::: Source passage :::

A tax-efficient way to transition business ownership to the next generation

Why your clients should opt for grantor trusts.

October 18, 2012

by Heidi Bolger, CPA/ABV

As CPA advisers, we are often sought after for sage advice on tax matters. So it should come as no surprise that our clients will turn to us for creative and tax-efficient solutions when they take the big step of turning over ownership of their business to the next generation.

Finding the optimal ownership transition plan for closely held businesses always seems to boil down to finding a way to meet the exiting owners’ need for future cash flow while balancing the businesses’ ongoing cash flow needs, so as not to kill the golden goose.

Here’s an example of how not to do it.

In the ownership transition of a small family funeral home, the father required his two sons to pay for the business over 20 years, ultimately forcing one of the sons to exit the business because there simply was not enough money to go around.

That situation piqued my interest in finding a better way. Although we cannot control greed in an existing owner/parent, we can look for the most tax-efficient ways to achieve client goals and coach them on structuring sustainable transactions.

::: Provided data :::

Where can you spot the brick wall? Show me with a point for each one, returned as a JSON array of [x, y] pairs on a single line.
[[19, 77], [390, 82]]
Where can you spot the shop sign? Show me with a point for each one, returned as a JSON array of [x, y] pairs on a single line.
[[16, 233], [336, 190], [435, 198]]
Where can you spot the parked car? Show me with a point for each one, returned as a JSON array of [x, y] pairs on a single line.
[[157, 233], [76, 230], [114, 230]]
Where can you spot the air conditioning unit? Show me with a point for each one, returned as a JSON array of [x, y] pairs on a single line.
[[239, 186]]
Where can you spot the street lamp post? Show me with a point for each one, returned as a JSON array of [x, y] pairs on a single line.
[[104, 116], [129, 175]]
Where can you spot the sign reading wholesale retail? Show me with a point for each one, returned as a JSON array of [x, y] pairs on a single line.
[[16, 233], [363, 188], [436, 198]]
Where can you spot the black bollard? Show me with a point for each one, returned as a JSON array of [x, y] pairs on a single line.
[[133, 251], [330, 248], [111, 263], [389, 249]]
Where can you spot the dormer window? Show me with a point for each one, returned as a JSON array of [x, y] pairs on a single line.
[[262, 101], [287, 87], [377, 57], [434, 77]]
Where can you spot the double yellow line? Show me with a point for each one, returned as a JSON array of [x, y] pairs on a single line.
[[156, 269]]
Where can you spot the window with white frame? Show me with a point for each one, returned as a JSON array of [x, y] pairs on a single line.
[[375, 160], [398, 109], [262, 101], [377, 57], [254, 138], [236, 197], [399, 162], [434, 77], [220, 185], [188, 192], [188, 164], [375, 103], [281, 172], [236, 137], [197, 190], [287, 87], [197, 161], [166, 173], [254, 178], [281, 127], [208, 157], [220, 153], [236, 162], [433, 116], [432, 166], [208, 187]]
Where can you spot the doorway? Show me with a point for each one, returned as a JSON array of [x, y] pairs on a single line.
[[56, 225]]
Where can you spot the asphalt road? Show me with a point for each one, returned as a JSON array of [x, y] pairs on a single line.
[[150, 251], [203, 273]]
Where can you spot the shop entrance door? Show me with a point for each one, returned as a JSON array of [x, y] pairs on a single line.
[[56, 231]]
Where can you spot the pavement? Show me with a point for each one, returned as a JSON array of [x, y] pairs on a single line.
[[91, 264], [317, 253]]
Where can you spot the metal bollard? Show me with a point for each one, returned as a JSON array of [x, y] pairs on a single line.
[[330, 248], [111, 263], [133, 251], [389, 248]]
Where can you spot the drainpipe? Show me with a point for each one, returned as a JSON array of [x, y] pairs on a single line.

:::

## [Work required]
Please carry on the article about passing a family business to the next generation, picking up after its final sentence. The items are separate material and have no connection to the article.

## [Written response]
One of the options worth considering is an installment sale of the client’s business interest to a grantor trust. Assuming the transaction is properly structured, this method can result in the transfer of a business interest to the next generation with no gain recognized on the sale. See the exhibit below on how to structure this type of a transaction.

Exhibit: Installment sale to grantor trust

As the exhibit shows, the cash flow to fund the installment sale payments has to come from profits of the business. The reality is that the business cash flow has to “fund” any sale of the business. The primary benefit of this structure is that the transfer of ownership occurs with no taxable gain on the sale. Having the trust income taxed to the exiting owner essentially creates a nontaxable gift to the next generation beneficiaries while reducing the grantor’s gross estate by virtue of paying the taxes at the same time.

The trust essentially freezes the value of the business at the time of the purchase, which helps with situations in which the value of the business is rapidly appreciating. Additional benefits are realized through the control retained by the owner while the installment sale process is under way and the exclusion of the value of the business interest from the owner’s gross estate value.

Using an IDGT seems to work best with large estates where business assets are growing rapidly in value, though like most tools, it’s not for every situation.  

As CPA advisers, providing creative ways to help clients achieve their business transition goals keeps us in the “high-value-added, trusted adviser” category.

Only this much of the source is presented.